§ **Exercise brief**
Decide whether each statement below agrees with the bundle adjustment passage. Answer yes or no for each, quoting the deciding words of the passage.
1. The Reduced Camera Matrix is symmetric and positive definite.
2. The passage says bundle adjustment offers little potential for parallelization.
3. The proposed solution replaces the preconditioned conjugate gradient method with a different solver.

The coefficient matrix R is the Schur complement called the Reduced Camera Matrix (RCM), which is much smaller and symmetrical and positive definite, and v is the Reduced Camera Vector (RCV). Δy can be solved through various iterative algorithms, then Δx can be obtained by

$$ \begin{array}{@{}rcl@{}} \boldsymbol{{{\varDelta}} x} = -U^{-1}\left( J^{T}_{\boldsymbol{x}}f(\boldsymbol{x}, \boldsymbol{y}) + W\boldsymbol{{{\varDelta}} y}\right) \end{array} $$
(7)

3 Proposed solution

The bundle adjustment introduced in Section 2, contains great potential parallelization, and can be accelerated by parallel computing for large scale problems. This section firstly presents a parallel Schur complement method to eliminate the structure parameters by enhancing the matrix inverse and multiplication operations, and improves the classical preconditioned conjugate gradient (PCG) method through parallelization in the second place. Before discussing the parallel methods, we present the definitions of memory coherence and consistency.

§ **Records shown**

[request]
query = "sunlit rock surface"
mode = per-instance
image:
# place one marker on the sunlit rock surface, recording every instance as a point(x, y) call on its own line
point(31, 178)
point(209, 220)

§ **Output of the task**
1. Yes: "much smaller and symmetrical and positive definite"
2. No: "contains great potential parallelization"
3. No: "improves the classical preconditioned conjugate gradient (PCG) method through parallelization"